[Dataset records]
──────
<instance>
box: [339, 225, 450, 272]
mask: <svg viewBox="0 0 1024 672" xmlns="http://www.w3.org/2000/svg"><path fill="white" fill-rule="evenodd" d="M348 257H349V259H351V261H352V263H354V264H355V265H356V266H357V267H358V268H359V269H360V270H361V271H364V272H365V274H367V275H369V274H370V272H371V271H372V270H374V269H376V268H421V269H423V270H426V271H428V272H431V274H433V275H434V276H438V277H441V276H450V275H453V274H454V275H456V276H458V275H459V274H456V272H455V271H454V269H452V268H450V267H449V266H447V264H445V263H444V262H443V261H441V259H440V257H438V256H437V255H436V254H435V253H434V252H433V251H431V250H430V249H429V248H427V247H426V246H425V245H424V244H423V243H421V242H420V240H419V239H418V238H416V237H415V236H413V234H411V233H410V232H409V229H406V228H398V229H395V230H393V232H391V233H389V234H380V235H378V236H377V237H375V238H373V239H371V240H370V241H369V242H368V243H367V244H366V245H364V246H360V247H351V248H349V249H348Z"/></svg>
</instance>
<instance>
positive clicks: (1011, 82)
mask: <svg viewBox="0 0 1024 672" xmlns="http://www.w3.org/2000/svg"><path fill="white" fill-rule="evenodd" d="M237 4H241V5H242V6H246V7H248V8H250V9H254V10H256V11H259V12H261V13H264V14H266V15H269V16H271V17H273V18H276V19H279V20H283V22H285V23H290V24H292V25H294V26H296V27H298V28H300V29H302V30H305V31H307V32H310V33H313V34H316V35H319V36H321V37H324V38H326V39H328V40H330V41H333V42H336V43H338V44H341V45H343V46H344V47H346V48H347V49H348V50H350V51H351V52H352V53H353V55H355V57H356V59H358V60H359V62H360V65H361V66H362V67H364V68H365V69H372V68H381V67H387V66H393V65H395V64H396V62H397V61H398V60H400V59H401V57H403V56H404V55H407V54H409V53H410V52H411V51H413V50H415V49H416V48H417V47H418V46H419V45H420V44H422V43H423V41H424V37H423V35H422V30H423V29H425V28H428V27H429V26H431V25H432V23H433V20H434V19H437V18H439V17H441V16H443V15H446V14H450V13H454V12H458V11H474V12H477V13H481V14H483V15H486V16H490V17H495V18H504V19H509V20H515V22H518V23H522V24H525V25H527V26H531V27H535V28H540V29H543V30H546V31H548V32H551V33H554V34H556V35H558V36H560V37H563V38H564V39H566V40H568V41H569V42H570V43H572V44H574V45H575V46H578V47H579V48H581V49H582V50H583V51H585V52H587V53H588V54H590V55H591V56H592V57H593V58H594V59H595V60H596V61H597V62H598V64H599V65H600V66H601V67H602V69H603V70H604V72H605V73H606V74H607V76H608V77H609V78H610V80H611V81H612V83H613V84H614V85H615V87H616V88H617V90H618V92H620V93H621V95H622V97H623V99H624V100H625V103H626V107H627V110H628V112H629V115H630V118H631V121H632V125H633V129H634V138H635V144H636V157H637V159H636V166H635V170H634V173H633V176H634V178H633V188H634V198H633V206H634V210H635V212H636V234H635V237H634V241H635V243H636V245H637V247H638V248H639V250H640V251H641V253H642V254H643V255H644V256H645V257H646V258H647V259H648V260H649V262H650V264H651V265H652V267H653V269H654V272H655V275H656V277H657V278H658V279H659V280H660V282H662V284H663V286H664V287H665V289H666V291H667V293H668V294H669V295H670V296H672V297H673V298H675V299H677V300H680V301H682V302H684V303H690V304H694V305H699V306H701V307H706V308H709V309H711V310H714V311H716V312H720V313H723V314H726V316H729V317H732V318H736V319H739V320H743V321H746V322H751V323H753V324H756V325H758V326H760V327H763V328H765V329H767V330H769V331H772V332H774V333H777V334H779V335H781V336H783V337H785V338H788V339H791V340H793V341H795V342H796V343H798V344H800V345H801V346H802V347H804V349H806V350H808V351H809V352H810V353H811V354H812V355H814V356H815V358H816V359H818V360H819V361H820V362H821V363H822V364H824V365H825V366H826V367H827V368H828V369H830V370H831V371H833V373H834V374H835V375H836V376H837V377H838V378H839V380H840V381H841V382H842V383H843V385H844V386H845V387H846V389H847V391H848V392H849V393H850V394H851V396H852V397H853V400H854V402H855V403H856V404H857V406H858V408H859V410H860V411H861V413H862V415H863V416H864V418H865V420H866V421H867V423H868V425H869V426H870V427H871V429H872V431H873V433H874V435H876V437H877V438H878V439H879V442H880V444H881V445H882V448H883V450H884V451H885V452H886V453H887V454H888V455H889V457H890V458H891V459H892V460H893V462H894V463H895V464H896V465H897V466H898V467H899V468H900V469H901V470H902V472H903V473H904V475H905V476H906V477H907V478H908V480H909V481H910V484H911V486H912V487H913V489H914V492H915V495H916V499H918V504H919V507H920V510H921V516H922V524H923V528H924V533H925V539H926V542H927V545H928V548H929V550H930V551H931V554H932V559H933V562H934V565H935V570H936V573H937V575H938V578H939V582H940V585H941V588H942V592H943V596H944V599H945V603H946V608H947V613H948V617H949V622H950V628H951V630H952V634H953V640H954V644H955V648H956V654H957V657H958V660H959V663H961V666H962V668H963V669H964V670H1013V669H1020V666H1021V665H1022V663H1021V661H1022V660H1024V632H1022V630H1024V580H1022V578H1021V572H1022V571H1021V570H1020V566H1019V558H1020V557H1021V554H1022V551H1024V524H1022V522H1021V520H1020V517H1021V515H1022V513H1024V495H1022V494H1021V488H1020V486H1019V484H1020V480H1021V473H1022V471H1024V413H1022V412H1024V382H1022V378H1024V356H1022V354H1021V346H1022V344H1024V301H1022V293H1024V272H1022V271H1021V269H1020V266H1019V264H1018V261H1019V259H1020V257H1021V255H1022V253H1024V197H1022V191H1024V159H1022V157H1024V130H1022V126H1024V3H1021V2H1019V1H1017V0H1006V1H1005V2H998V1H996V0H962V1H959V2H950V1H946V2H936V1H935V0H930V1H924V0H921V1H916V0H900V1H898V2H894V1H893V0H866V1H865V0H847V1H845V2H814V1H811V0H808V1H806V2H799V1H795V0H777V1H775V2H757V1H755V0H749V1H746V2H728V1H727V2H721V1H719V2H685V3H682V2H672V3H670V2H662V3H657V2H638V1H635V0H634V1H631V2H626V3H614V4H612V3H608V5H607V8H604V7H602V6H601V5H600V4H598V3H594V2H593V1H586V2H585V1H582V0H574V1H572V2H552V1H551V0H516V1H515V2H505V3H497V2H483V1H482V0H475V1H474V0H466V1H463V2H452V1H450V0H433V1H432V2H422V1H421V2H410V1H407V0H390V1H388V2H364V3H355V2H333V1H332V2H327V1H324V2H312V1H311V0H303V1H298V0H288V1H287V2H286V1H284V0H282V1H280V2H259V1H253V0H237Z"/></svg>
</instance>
──────
Exercise - Rewrite the records above, swapping "positive clicks" for "foreground clicks" wherever it occurs and leaving all other text as it is.

Problem solution -
<instance>
box: [339, 225, 450, 272]
mask: <svg viewBox="0 0 1024 672" xmlns="http://www.w3.org/2000/svg"><path fill="white" fill-rule="evenodd" d="M348 257H349V259H351V261H352V263H354V264H355V265H356V266H357V267H358V268H359V269H360V270H361V271H364V272H365V274H367V275H369V274H370V272H371V271H372V270H374V269H376V268H421V269H423V270H426V271H428V272H431V274H433V275H434V276H438V277H441V276H450V275H453V274H454V275H456V276H458V275H459V274H456V272H455V271H454V269H452V268H450V267H449V266H447V264H445V263H444V262H443V261H441V259H440V257H438V256H437V255H436V254H435V253H434V252H433V251H431V250H430V249H429V248H427V247H426V246H425V245H424V244H423V243H421V242H420V240H419V239H418V238H416V237H415V236H413V234H411V233H410V232H409V229H406V228H398V229H395V230H393V232H391V233H389V234H380V235H378V236H377V237H375V238H373V239H371V240H370V241H369V242H368V243H367V244H366V245H364V246H360V247H351V248H349V249H348Z"/></svg>
</instance>
<instance>
foreground clicks: (1011, 82)
mask: <svg viewBox="0 0 1024 672" xmlns="http://www.w3.org/2000/svg"><path fill="white" fill-rule="evenodd" d="M237 4H241V5H242V6H246V7H248V8H250V9H254V10H256V11H259V12H261V13H264V14H266V15H269V16H271V17H273V18H276V19H279V20H283V22H285V23H290V24H292V25H294V26H296V27H298V28H300V29H302V30H305V31H307V32H310V33H313V34H316V35H319V36H321V37H324V38H326V39H328V40H330V41H333V42H336V43H338V44H341V45H343V46H344V47H346V48H347V49H348V50H350V51H351V52H352V53H353V55H355V57H356V59H358V60H359V62H360V65H361V66H362V67H364V68H365V69H372V68H381V67H387V66H393V65H395V64H396V62H397V61H398V60H400V59H401V57H403V56H404V55H407V54H409V53H410V52H411V51H413V50H415V49H416V48H417V47H418V46H419V45H420V44H422V43H423V41H424V37H423V35H422V30H423V29H425V28H428V27H429V26H431V25H432V23H433V20H434V19H437V18H439V17H441V16H443V15H446V14H450V13H454V12H458V11H474V12H477V13H481V14H483V15H486V16H490V17H495V18H504V19H509V20H515V22H518V23H522V24H525V25H527V26H531V27H535V28H540V29H543V30H546V31H548V32H551V33H554V34H556V35H558V36H560V37H563V38H564V39H566V40H568V41H569V42H570V43H572V44H574V45H575V46H578V47H579V48H581V49H582V50H583V51H585V52H587V53H588V54H590V55H591V56H592V57H593V58H594V59H595V60H596V61H597V62H598V64H599V65H600V66H601V67H602V69H603V70H604V72H605V73H606V74H607V76H608V77H609V78H610V80H611V81H612V83H613V84H614V85H615V87H616V88H617V90H618V92H620V93H621V95H622V97H623V99H624V100H625V103H626V107H627V110H628V112H629V115H630V118H631V121H632V125H633V129H634V138H635V144H636V157H637V159H636V166H635V170H634V173H633V176H634V178H633V188H634V198H633V206H634V210H635V212H636V234H635V237H634V241H635V243H636V245H637V247H638V248H639V250H640V251H641V253H642V254H643V255H644V256H645V257H646V258H647V259H648V260H649V262H650V264H651V265H652V267H653V269H654V272H655V275H656V277H657V278H658V279H659V280H660V282H662V284H663V286H664V287H665V289H666V291H667V293H668V294H669V295H670V296H672V297H673V298H675V299H677V300H680V301H682V302H684V303H690V304H694V305H699V306H701V307H706V308H709V309H711V310H714V311H716V312H720V313H723V314H726V316H729V317H732V318H736V319H739V320H743V321H746V322H751V323H753V324H756V325H758V326H760V327H763V328H765V329H767V330H769V331H772V332H774V333H777V334H779V335H781V336H783V337H785V338H788V339H791V340H793V341H795V342H796V343H798V344H800V345H801V346H802V347H804V349H806V350H808V351H809V352H810V353H811V354H812V355H814V356H815V358H816V359H818V360H819V361H820V362H821V363H822V364H824V365H825V366H826V367H827V368H828V369H830V370H831V371H833V373H834V374H835V375H836V376H837V377H838V378H839V380H840V381H841V382H842V383H843V385H844V386H845V387H846V389H847V391H848V392H849V393H850V394H851V396H852V397H853V400H854V402H855V403H856V404H857V406H858V408H859V410H860V411H861V413H862V415H863V416H864V418H865V420H866V421H867V423H868V425H869V426H870V427H871V429H872V431H873V433H874V435H876V437H877V438H878V439H879V442H880V444H881V445H882V448H883V450H884V451H885V452H886V453H887V454H888V455H889V457H890V458H891V459H892V460H893V462H894V463H895V464H896V465H897V466H898V467H899V468H900V469H901V470H902V472H903V473H904V475H905V476H906V477H907V478H908V480H909V481H910V484H911V486H912V487H913V489H914V492H915V495H916V499H918V504H919V507H920V510H921V516H922V524H923V528H924V533H925V539H926V542H927V545H928V548H929V550H930V551H931V554H932V559H933V562H934V565H935V570H936V573H937V575H938V578H939V582H940V585H941V588H942V592H943V596H944V599H945V603H946V608H947V613H948V617H949V622H950V628H951V630H952V634H953V640H954V644H955V648H956V654H957V657H958V660H959V663H961V666H962V668H963V669H964V670H1013V669H1020V666H1021V665H1022V663H1021V661H1022V660H1024V632H1022V630H1024V580H1022V578H1021V572H1022V571H1021V570H1020V566H1019V558H1020V557H1021V554H1022V551H1024V524H1022V522H1021V520H1020V517H1021V515H1022V513H1024V495H1022V494H1021V488H1020V486H1019V484H1020V480H1021V473H1022V471H1024V413H1022V412H1024V382H1022V378H1024V356H1022V354H1021V346H1022V344H1024V301H1022V293H1024V272H1022V271H1021V269H1020V266H1019V264H1018V261H1019V259H1020V257H1021V255H1022V253H1024V197H1022V191H1024V159H1022V157H1024V130H1022V126H1024V3H1021V2H1019V1H1017V0H1006V1H1005V2H998V1H996V0H962V1H959V2H950V1H946V2H936V1H935V0H930V1H924V0H921V1H916V0H900V1H898V2H894V1H893V0H866V1H865V0H847V1H845V2H814V1H811V0H808V1H806V2H799V1H795V0H777V1H775V2H757V1H755V0H749V1H746V2H728V1H727V2H721V1H719V2H685V3H682V2H672V3H670V2H662V3H657V2H638V1H635V0H634V1H631V2H626V3H614V4H612V3H608V5H607V8H604V7H602V6H601V5H600V4H598V3H594V2H593V1H586V2H585V1H582V0H574V1H572V2H552V1H551V0H516V1H515V2H505V3H497V2H483V1H482V0H475V1H474V0H466V1H463V2H452V1H450V0H433V1H432V2H422V1H421V2H410V1H407V0H390V1H388V2H364V3H355V2H333V1H332V2H327V1H324V2H312V1H311V0H303V1H298V0H288V1H287V2H286V1H284V0H282V1H280V2H259V1H253V0H237Z"/></svg>
</instance>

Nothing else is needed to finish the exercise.